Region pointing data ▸

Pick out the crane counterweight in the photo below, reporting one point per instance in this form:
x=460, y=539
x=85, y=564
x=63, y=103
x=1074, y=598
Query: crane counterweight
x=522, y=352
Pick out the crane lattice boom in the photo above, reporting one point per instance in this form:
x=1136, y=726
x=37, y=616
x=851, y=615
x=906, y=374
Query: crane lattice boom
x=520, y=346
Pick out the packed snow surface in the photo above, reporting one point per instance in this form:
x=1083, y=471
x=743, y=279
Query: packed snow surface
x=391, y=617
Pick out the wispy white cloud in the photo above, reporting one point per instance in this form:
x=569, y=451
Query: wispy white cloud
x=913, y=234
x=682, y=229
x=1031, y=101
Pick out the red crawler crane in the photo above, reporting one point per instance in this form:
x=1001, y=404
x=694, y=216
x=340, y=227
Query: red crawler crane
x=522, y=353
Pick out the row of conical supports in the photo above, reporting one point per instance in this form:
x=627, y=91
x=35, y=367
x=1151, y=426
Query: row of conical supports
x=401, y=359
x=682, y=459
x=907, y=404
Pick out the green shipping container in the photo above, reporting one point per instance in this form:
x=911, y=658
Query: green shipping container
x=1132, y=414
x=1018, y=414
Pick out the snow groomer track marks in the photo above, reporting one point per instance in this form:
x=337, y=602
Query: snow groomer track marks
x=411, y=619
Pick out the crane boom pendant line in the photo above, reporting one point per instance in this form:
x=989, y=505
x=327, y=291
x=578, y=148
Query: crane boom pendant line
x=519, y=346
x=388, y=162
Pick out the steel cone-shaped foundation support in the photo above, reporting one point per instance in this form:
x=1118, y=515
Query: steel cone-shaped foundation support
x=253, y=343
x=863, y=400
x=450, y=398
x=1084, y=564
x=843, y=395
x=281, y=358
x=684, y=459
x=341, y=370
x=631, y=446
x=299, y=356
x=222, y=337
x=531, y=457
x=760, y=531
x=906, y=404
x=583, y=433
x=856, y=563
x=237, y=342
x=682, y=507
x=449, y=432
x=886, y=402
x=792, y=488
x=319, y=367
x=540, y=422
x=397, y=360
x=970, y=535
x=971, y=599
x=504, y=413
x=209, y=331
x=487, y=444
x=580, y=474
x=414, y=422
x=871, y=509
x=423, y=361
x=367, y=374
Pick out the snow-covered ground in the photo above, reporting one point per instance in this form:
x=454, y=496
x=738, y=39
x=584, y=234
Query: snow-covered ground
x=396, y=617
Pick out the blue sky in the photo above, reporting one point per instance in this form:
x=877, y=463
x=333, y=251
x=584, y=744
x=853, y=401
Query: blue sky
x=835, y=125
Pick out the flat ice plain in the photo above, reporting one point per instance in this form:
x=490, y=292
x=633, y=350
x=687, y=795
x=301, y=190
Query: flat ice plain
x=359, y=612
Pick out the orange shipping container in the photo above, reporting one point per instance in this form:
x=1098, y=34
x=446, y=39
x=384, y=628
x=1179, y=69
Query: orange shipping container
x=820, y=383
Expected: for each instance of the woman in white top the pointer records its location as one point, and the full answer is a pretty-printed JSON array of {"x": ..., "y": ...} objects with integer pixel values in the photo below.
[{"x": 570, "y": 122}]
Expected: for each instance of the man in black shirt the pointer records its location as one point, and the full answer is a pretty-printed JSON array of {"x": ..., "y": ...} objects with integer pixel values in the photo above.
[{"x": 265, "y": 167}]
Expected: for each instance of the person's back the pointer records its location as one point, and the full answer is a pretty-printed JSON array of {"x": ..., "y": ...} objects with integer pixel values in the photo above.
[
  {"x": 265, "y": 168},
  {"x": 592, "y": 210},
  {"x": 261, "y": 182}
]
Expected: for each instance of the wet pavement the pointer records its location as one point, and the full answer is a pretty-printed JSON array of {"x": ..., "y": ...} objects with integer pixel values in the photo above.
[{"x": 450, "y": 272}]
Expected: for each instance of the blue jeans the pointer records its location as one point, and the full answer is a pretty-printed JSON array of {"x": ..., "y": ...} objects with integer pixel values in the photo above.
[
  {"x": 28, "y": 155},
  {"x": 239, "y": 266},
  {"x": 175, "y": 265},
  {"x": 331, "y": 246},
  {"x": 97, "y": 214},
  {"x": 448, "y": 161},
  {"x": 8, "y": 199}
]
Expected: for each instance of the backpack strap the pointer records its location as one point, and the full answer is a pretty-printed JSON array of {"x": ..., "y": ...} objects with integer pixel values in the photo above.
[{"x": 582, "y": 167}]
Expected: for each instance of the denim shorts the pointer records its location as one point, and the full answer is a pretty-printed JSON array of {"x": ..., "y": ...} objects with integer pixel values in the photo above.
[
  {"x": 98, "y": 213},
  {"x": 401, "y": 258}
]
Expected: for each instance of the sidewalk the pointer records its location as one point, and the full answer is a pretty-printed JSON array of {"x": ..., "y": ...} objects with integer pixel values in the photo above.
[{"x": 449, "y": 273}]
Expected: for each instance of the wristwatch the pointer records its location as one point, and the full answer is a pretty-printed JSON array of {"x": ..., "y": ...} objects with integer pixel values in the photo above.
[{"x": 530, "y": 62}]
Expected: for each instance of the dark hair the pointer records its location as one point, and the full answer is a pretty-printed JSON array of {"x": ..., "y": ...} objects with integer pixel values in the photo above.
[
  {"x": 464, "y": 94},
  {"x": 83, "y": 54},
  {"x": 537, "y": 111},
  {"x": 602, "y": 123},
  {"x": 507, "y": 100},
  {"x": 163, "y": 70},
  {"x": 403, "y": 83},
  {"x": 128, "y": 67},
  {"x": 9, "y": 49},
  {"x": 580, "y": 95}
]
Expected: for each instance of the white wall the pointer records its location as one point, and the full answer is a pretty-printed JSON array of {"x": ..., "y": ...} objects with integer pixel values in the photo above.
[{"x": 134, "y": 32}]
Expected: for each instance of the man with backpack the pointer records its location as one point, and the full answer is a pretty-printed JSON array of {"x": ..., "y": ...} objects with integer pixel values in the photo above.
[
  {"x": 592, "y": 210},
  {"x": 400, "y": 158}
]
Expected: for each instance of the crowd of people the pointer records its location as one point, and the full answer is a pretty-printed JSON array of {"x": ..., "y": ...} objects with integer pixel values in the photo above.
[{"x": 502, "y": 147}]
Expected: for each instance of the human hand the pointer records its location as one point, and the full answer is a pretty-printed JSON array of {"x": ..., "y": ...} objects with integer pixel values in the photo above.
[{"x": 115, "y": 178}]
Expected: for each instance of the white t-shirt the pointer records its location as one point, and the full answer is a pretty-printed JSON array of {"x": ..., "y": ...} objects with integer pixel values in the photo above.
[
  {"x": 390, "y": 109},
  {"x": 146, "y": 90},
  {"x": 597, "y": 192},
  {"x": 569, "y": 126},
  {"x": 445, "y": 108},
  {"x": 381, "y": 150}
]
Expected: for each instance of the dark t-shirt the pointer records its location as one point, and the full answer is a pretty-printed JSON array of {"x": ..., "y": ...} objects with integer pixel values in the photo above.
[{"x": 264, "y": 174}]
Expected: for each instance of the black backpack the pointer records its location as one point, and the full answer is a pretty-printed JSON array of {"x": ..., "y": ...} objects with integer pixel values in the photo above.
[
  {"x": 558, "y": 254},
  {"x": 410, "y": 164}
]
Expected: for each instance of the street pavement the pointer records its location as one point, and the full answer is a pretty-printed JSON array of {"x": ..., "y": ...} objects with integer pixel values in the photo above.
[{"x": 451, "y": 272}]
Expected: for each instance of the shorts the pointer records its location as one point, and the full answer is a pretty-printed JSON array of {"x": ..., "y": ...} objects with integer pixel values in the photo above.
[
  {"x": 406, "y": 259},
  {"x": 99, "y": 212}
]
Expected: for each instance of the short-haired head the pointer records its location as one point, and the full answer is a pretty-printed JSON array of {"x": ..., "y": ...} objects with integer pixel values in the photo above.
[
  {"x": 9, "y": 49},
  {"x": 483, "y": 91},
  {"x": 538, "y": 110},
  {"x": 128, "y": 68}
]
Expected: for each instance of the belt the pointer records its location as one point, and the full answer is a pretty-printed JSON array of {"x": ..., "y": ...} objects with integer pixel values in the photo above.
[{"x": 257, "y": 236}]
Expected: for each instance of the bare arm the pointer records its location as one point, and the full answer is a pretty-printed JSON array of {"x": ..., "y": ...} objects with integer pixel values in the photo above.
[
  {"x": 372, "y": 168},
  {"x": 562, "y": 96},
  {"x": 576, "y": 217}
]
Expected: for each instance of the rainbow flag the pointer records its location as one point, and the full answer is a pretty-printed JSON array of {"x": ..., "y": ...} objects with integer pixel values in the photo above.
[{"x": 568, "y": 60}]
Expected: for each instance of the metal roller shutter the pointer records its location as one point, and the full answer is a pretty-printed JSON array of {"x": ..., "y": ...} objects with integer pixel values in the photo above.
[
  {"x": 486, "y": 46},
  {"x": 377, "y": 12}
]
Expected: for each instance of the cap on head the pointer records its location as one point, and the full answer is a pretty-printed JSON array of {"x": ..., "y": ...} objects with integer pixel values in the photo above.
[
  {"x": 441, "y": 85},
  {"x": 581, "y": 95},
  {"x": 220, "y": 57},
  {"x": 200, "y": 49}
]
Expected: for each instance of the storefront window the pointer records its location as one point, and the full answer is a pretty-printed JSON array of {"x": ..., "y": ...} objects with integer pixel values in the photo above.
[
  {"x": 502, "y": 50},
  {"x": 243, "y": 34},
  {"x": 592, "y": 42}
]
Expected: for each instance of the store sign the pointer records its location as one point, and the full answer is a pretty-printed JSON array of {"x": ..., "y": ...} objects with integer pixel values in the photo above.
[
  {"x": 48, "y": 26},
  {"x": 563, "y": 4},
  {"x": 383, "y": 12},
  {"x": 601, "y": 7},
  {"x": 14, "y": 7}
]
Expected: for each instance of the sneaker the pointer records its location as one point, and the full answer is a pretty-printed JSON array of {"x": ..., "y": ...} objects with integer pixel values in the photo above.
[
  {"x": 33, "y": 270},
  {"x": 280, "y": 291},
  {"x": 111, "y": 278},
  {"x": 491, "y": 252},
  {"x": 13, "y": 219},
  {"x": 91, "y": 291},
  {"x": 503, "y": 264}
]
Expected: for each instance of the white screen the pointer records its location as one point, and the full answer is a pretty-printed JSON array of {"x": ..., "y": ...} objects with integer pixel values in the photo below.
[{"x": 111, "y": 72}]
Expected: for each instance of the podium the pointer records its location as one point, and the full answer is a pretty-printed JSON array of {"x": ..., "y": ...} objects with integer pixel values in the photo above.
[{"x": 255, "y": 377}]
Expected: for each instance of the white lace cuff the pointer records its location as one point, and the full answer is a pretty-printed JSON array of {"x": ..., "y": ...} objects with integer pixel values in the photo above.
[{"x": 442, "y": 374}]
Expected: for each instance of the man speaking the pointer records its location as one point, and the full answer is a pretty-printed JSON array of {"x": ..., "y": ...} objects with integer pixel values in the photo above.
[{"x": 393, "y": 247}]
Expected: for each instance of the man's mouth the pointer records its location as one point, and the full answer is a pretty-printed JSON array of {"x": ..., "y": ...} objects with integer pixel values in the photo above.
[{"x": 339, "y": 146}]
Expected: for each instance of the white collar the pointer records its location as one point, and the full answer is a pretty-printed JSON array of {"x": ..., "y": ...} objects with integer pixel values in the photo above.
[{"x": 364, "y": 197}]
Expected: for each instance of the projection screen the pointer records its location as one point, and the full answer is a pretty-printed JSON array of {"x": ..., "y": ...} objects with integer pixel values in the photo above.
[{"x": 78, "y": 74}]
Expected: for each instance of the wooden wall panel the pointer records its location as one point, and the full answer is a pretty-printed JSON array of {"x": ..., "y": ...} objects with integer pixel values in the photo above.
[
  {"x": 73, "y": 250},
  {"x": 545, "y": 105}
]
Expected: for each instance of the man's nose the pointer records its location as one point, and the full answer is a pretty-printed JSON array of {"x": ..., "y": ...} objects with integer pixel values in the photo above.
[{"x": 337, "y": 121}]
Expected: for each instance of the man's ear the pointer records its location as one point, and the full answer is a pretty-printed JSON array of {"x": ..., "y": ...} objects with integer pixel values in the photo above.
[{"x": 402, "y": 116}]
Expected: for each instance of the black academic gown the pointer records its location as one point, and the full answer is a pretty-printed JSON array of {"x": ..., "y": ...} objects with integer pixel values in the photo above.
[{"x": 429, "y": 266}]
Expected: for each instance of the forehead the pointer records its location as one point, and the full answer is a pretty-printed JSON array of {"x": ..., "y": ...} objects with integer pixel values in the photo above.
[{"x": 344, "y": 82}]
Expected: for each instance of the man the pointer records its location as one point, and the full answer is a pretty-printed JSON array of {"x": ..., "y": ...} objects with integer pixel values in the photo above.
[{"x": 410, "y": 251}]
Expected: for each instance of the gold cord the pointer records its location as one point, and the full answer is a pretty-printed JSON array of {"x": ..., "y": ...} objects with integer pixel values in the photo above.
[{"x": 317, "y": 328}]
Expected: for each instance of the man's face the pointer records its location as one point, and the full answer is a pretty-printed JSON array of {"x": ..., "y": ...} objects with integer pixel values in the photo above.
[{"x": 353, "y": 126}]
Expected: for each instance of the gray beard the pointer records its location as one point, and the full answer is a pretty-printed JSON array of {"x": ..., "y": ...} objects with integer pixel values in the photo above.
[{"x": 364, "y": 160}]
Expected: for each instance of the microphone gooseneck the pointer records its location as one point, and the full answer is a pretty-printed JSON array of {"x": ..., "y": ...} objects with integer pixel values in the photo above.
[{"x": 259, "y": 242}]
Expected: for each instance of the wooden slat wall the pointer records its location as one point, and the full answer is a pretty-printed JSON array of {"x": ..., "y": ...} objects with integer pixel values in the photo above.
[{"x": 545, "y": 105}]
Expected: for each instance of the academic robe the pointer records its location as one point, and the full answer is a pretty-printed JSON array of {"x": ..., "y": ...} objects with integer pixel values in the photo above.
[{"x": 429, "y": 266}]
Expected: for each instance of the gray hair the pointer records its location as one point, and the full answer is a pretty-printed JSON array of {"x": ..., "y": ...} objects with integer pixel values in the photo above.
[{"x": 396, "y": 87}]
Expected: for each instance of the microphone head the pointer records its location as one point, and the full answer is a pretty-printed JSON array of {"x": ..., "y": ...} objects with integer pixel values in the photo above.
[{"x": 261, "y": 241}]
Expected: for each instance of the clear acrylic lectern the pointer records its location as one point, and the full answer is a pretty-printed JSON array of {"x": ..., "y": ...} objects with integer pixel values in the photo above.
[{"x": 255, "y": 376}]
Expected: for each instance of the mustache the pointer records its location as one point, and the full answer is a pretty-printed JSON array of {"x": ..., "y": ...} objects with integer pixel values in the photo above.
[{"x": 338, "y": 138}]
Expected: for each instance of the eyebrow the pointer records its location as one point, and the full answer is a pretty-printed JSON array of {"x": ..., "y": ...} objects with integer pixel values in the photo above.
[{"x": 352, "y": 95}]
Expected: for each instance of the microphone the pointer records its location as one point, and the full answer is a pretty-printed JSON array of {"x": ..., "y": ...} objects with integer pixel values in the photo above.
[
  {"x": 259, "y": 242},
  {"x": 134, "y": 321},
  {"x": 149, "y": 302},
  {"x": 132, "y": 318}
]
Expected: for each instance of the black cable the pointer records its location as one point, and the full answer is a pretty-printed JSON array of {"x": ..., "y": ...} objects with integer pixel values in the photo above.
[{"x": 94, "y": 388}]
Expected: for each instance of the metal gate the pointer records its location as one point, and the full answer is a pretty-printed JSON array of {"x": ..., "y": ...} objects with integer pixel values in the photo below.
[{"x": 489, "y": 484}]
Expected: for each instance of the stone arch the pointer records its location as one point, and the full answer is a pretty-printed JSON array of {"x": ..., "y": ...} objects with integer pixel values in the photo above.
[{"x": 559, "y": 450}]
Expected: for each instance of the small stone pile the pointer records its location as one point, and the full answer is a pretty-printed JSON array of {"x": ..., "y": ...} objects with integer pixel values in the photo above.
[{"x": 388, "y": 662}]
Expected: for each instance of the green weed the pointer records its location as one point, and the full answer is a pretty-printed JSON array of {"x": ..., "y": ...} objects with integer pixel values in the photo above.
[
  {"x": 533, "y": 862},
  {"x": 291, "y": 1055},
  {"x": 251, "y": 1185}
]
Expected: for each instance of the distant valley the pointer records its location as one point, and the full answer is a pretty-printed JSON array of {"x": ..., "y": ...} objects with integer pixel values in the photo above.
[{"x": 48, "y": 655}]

How to complete this task ▸ Nothing but the lines from the start of the data above through the line with "x=906, y=374" should appear in your answer, copied exactly.

Expected output ▸
Pick out the crane counterweight in the photo below, reporting one point per instance in this form:
x=460, y=539
x=85, y=564
x=63, y=103
x=1074, y=598
Query: crane counterweight
x=522, y=352
Pick out the crane lattice boom in the photo above, reporting one point per instance in this form:
x=1136, y=726
x=37, y=616
x=851, y=615
x=906, y=374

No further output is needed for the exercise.